§ **The tasks**
1. Answer these questions about the post on user-defined functions:
(a) In which Oracle version did running UDFs in the SQL engine with Pragma UDF become possible?
(b) Which extension are the scalar function examples taken from?
(c) Which two distances do those functions calculate?
2. In the post on user-defined functions, write out the passage starting at "Here are some" and ending at "the FROM clause).", switching "table functions" to "set-returning functions".
3. Continue the post about user-defined functions in YugabyteDB from the point where it stops.
-------- Selected passage
What is a “truly distributed UDF” ?
This is a re-post from dev.to which is the main place where I blog:
https://dev.to/franckpachot — original article from Dec 9, 2022
YugabyteDB has always supported User Defined Functions (UDFs) in its PostgreSQL compatible API because… it is PostgreSQL compatible.
I’ve been working with Oracle database since version 7.1 and UDFs, as PL/SQL function were already there (as far as I remember). But it was like an anti-pattern when used from a SQL query because, running in another engine, context switches between SQL and PL/SQL was killing the performance. In Oracle 12c came the possibility to run them in the SQL engine (Pragma UDF) and in Oracle 19c came the real in-lining of UDFs with SQL Macros. With those, UDFs can finally be used for what developers are asking for: encapsulate complex processing logic directly within SQL.
PostgreSQL has a great support for UDFs, both in functionalities and performance and this is available in YugabyteDB. A simple CREATE FUNCTION covers the features known in other databases as UDF, SQL Macro or Parameterized View.
Recently, Cockroach announced that they added support for UDFs because this was the most frequently requested features. Building their database from scratch, it comes with lot of limitations (no use in indexes, views, in other functions, no WITH clause or subqueries). Most of the exemples here and the previous posts, which are PostgreSQL compatible, doesn’t work in the current version of CRDB. But the good news from it is that users are asking for UDFs when a database doesn’t support it. No surprises: the SQL features added to traditional databases in the past 20 years were added because developers needed them. That’s why Yugabyte was anticipating this by re-using the PostgreSQL code to get all SQL features from already proven code.
Here are some examples with scalar expressions (to be used in the SELECT, WHERE, HAVING, GROUP BY, ORDER BY clauses) and table functions (used in the FROM clause).
Scalar functions
I’m taking those functions from the examples in pg_tle, an extension that helps packaging those functions. The functions calculate the Manhattan and Euclidian distance:
CREATE FUNCTION my_dist(x1 float8, y1 float8, x2 float8, y2 float8, norm int)
----------------
-------- Entries
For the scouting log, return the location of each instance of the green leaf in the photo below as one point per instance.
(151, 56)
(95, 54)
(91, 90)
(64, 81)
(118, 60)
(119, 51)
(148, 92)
----------------
§ **Results by task**
1.
(a) Oracle 12c
(b) pg_tle
(c) The Manhattan and Euclidian distances

2.
Here are some examples with scalar expressions (to be used in the SELECT, WHERE, HAVING, GROUP BY, ORDER BY clauses) and set-returning functions (used in the FROM clause).

3.
RETURNS float8
AS $UDF$
SELECT (abs(x2 - x1) ^ norm + abs(y2 - y1) ^ norm) ^ (1::float8 / norm);
$UDF$ LANGUAGE SQL IMMUTABLE PARALLEL SAFE;
CREATE FUNCTION manhattan_dist(x1 float8, y1 float8, x2 float8, y2 float8)
RETURNS float8
AS $$
SELECT dist(x1, y1, x2, y2, 1);
$$ LANGUAGE SQL IMMUTABLE PARALLEL SAFE;
CREATE FUNCTION euclidean_dist(x1 float8, y1 float8, x2 float8, y2 float8)
RETURNS float8
AS $$
SELECT dist(x1, y1, x2, y2, 2);
$$ LANGUAGE SQL IMMUTABLE PARALLEL SAFE;
This is typically the kind of code that you want to define only once and then use in SQL queries, without additional latency between application and database, or between different engines in the database.
Here is an example creating a table with a 8x8 points and looking at Manhattan distance and min/max Euclidian distance between those points
CREATE TABLE demo as select a,b from generate_series(1,8) a, generate_series(1,8) b;
select manhattan_dist(x.a, x.b, y.a, y.b)
,min(euclidean_dist(x.a, x.b, y.a, y.b))
,max(euclidean_dist(x.a, x.b, y.a, y.b))
from demo x , demo y
group by manhattan_dist(x.a, x.b, y.a, y.b)
order by 1
;
The result:
Note that this works only on PostgreSQL and PostgreSQL-compatible databases like YugabyteDB or Amazon Aurora. I tried in CockroachDB 22.2 where UDFs were introduced. I was able to create the first dist
function after changing a few things (syntax error for PARALLEL SAFE
and ERROR: unsupported binary operator: <float> ^ <int>
) but the second function fails with ERROR: unknown function: dist(): function undefined
as if the first one is not visible.
In YugabyteDB the execution of the function occurs in the PostgreSQL backend. It is not pushed down to the storage, like the functions in the previous post, because there are multiple tables involved here. But it is still distributed because connections are distributed though the cluster in YugabyteDB.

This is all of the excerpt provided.